:: Data in this exercise ::
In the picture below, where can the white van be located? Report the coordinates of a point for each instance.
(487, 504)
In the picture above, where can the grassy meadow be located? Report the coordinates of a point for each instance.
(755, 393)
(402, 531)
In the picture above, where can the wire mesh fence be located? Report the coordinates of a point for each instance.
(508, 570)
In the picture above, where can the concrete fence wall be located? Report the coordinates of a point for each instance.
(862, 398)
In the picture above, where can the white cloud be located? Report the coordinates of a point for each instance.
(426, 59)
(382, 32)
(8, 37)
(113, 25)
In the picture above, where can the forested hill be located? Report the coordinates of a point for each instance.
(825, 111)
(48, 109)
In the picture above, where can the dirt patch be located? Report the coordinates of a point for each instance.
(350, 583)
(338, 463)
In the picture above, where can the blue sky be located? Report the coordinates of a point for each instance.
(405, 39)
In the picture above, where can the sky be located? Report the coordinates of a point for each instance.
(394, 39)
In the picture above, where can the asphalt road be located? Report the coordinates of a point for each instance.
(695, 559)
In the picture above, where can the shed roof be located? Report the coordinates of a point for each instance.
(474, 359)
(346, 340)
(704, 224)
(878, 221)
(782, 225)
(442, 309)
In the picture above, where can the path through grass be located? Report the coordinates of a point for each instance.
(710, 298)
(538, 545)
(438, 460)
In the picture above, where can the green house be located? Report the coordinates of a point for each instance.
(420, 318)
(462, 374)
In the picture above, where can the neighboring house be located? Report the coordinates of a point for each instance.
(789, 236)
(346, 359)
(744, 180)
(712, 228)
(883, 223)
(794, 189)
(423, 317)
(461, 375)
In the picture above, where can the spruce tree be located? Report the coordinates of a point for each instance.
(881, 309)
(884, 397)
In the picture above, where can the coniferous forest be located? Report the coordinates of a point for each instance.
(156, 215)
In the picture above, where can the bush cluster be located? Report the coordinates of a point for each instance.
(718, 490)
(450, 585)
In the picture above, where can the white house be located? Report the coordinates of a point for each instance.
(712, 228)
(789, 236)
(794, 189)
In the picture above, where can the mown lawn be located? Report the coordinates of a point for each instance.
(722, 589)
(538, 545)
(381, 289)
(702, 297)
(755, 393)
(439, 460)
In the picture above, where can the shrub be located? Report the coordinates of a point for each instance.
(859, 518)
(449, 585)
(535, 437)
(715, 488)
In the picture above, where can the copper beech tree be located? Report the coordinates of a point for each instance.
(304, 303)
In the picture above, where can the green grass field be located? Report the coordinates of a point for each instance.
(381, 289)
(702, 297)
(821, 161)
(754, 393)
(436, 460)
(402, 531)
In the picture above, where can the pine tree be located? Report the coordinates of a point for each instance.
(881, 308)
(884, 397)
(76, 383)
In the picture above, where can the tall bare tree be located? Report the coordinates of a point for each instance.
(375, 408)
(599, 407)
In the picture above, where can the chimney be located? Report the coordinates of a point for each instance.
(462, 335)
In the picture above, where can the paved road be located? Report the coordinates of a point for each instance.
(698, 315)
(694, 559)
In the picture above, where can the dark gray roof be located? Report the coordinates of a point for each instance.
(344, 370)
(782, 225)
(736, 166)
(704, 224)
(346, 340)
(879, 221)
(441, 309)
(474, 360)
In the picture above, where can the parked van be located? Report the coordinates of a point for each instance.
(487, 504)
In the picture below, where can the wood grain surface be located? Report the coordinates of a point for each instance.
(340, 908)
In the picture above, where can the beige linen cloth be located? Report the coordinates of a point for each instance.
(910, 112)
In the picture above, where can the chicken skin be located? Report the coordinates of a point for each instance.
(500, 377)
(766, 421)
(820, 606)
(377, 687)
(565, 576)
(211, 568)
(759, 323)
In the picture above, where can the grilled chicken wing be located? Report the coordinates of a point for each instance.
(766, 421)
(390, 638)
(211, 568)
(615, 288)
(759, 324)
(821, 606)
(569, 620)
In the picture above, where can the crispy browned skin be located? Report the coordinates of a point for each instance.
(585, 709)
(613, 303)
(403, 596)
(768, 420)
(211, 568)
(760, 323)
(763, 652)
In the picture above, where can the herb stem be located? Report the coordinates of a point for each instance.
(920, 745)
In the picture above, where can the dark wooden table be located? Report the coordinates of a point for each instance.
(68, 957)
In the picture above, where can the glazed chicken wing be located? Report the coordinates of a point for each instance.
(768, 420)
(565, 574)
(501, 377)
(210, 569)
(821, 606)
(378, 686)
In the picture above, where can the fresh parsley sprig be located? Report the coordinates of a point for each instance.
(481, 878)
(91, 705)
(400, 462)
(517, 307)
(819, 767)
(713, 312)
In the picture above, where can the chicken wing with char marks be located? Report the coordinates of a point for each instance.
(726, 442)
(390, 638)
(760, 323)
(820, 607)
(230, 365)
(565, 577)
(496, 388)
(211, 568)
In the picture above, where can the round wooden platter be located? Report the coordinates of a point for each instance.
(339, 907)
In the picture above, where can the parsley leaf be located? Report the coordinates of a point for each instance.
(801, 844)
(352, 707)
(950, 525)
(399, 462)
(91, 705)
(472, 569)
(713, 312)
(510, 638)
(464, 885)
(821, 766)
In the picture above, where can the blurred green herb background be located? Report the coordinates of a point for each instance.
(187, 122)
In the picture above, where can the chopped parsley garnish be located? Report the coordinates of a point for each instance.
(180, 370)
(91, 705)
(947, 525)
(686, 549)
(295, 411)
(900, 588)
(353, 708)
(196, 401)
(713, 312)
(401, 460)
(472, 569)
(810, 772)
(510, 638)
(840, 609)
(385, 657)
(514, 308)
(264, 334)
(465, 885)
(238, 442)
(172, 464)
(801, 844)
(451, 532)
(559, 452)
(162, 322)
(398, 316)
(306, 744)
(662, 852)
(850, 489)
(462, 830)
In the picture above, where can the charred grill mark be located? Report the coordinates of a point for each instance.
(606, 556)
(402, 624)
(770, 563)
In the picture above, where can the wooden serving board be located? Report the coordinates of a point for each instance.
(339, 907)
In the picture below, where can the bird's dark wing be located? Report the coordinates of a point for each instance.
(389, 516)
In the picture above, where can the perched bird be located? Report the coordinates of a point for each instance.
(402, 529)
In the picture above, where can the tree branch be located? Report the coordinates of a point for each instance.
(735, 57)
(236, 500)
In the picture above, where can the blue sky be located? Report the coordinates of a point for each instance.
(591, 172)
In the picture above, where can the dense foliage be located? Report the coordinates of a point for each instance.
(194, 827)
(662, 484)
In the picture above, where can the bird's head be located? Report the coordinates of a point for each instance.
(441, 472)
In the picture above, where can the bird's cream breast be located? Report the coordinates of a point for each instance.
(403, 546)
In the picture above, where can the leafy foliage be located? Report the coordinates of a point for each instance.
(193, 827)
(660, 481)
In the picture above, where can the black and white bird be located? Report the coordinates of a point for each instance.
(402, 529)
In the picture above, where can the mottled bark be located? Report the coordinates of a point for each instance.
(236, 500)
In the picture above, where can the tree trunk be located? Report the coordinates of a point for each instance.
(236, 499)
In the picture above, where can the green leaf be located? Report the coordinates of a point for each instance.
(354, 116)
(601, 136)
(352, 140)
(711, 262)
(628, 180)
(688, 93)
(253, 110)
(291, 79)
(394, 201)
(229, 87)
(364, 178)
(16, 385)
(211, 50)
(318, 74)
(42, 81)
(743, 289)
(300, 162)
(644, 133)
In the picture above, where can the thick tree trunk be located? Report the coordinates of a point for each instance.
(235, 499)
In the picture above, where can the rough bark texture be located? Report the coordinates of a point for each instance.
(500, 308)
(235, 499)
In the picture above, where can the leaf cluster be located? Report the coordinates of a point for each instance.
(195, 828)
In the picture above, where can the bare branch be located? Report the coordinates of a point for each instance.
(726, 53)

:: Task description ::
Please rewrite the lines from the one holding "In the picture above, where can the black" through the last line, inclusive, keeping the requests as they are but multiplying every coordinate in the answers by 1.1 and rounding to the nearest whole number, with halves rounded up. Give only those lines.

:: Exercise result ::
In the picture above, where can the black and white bird be located? Report the coordinates of a point for each instance.
(442, 582)
In the picture above, where can the mottled bark be located? Report the coordinates of a point for each instance.
(260, 550)
In the picture above, where can the tree trunk be located? Report the coordinates of a point for each instance.
(260, 549)
In the picture above, where can the green leaf be located? Report the coordinates of a point for each instance.
(389, 128)
(661, 150)
(387, 154)
(782, 288)
(691, 198)
(757, 102)
(278, 121)
(320, 87)
(433, 221)
(252, 96)
(400, 196)
(18, 424)
(232, 55)
(350, 81)
(46, 89)
(817, 318)
(330, 178)
(708, 146)
In the picture above, where can the thick tree trunk be located? Report the coordinates of a point for each instance.
(259, 549)
In the picture above, where can the rough bark texture be located? Report the coordinates of a point for each instance.
(550, 339)
(259, 549)
In the picture above, where can the leaf cluster be located? Report the coordinates of a point for each instance.
(215, 911)
In the picture above, where can the bare branch be located? Report the coordinates of a point for each instance.
(799, 58)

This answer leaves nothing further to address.